**Фрагмент текста:**
Первое, как мы говорили, не замыкается в своих календарных пределах и метафорически распространяется на всю венецианскую жизнь в ее синхроническом представлении. Именно это имел в виду Б. Пастернак, говоря в «Охранной грамоте» об особых рождественских знаках, с которыми для него связано представление о Венеции вообще. Уже, но все-таки в границах достаточно протяженного рождественского времени, рисует венецианскую жизнь И. Бродский.
Встреча в едином эмпирическом и мифологическом времени Рождества и карнавала делает возможным образное совмещение этих двух праздничных пространств, по каковой причине рождественская Венеция отмечена у И. Бродского многочисленными знаками карнавала, которые, в свою очередь, сополагаются с классическими театральными образами комедии масок:
Где они все теперь — эти маски, полишинели,
перевертни, плащи?
(«Венецианские строфы (1)»)
Соединение образов карнавала и театра очень характерно для венецианского текста. Карнавальные маски, родившись на улице, легко шагнули в Венеции на сцену и со сцены снова пришли на улицу. Комедия масок К. Гольдони и особенно К. Гоцци есть несомненное дитя карнавала, который, по наблюдениям авторов венецианы, имеет в водном городе особые черты. Как метафора Венеции-Дома с почти неприметной легкостью преобразуется в венецианском тексте в метафору Дома-Венеции, карнавал и театр легко перетекают через собственные границы и сливаются в пространстве площадей и улиц города. «Если мы вновь населим эту площадь [Пьяццу. — Н. М.] толпой домино и масок, — писала Вернон Ли, — толпой нобилей в красных tabarro, греков и далматинцев в их падающих складками плащах и алых колпаках, скрипачей и певцов в кафе, актеров в масках, окружающих лотки разносчиков, продающих какой-нибудь alexipharmacon, уличных рассказчиков и импровизаторов под полуосвещенными арками дворца, — если мы сделает все это, мы очутимся среди декораций комедии Карло Гоцци»[171].

**Исходные строки:**

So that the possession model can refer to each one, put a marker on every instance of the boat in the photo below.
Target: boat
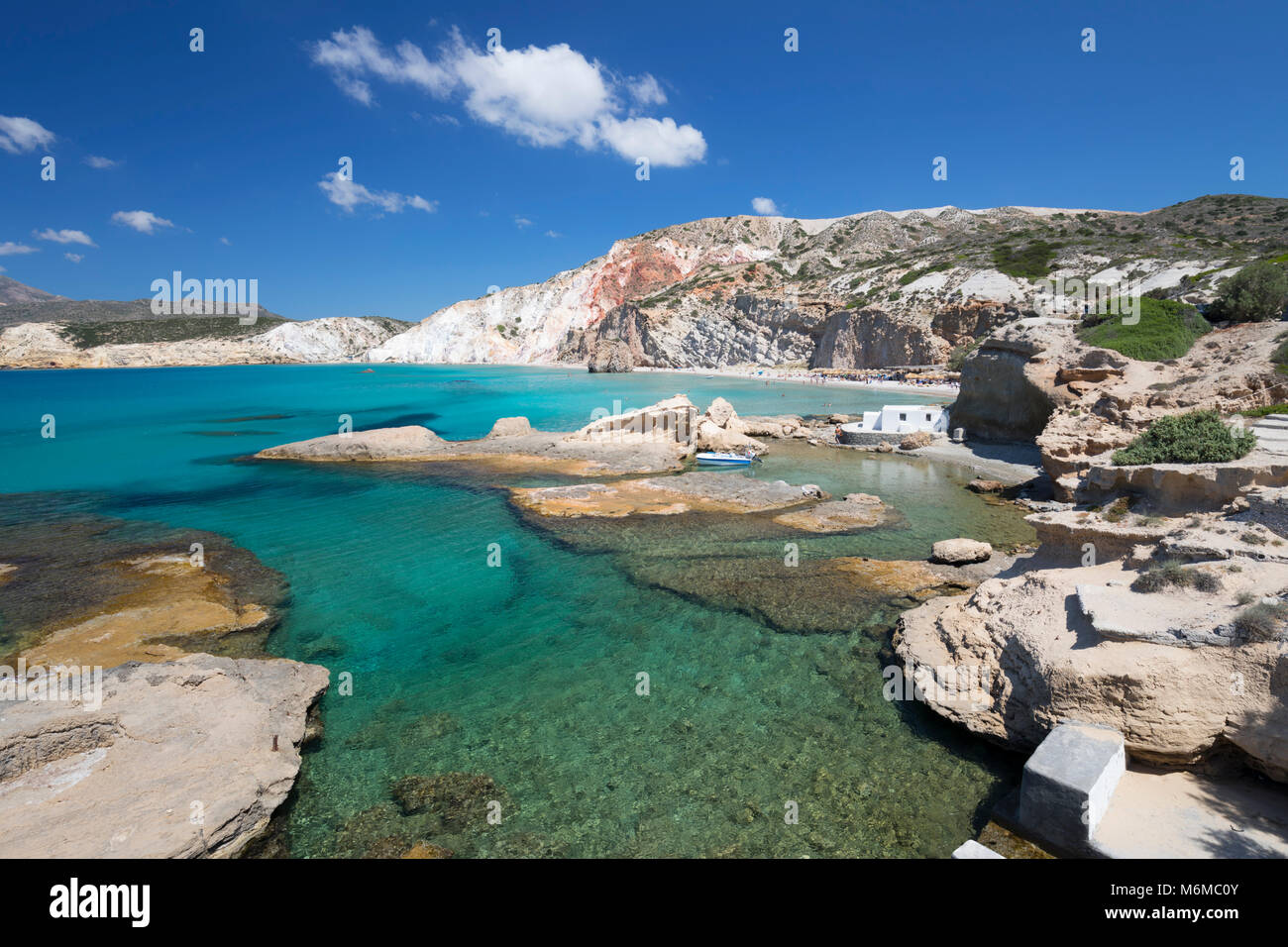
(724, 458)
--
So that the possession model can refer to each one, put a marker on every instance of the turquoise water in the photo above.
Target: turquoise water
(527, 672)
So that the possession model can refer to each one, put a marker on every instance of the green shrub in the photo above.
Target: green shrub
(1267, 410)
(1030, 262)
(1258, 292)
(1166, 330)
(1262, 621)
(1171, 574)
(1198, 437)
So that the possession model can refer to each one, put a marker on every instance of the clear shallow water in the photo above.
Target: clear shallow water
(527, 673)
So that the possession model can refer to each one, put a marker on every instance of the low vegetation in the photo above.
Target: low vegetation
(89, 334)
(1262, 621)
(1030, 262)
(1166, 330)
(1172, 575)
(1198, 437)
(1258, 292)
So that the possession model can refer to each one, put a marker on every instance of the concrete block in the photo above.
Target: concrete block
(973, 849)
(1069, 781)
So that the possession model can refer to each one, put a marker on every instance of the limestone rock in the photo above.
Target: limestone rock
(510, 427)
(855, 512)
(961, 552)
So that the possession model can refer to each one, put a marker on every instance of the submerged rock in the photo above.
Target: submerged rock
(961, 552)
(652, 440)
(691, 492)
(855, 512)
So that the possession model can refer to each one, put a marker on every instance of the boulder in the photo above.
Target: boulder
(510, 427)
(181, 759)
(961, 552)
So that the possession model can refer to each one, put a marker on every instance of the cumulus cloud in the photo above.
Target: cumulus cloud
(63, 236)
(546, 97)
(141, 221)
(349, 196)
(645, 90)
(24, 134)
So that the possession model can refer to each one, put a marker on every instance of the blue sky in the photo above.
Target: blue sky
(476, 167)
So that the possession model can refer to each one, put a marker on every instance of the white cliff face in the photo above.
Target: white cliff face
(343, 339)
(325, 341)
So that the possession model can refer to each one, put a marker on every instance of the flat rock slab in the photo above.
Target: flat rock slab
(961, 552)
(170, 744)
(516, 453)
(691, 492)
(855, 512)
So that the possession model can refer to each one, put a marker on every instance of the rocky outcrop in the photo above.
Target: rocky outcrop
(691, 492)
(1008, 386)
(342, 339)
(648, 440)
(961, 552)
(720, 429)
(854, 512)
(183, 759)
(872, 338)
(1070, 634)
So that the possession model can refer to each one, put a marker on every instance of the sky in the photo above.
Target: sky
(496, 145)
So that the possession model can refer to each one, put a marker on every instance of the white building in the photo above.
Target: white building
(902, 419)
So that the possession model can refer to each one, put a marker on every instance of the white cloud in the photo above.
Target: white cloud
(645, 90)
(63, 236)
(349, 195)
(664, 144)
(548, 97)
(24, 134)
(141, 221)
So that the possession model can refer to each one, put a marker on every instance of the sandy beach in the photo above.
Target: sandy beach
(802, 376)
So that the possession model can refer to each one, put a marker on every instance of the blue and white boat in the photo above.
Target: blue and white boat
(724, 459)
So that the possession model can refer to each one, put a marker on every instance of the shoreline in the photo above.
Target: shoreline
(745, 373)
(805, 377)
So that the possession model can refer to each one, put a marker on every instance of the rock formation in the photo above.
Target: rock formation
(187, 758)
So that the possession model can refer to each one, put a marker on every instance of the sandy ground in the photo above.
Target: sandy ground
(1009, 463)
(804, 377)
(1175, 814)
==
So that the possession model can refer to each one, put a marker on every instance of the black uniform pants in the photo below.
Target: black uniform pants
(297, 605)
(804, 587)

**Письменное задание 1:** Переведите на английский язык предложение из фрагмента о Венеции: «Соединение образов карнавала и театра очень характерно для венецианского текста.»
**Письменное задание 2:** Сдвиньте координаты точек в блоках строк: выпишите заново строки вместе с запросами, начиная со строки, где есть «ground in the photo above.», и заканчивая строкой, где есть «(1175, 814)», и прибавьте 150 к каждому числу в координатах.
Текст и строки между собой никак не связаны.

**Письменное решение 1:** The combination of carnival and theater imagery is very characteristic of the Venetian text.

**Письменное решение 2:**
So that the possession model can refer to each one, put a marker on every instance of the sandy ground in the photo above.
Target: sandy ground
(1159, 613)
(954, 527)
(1325, 964)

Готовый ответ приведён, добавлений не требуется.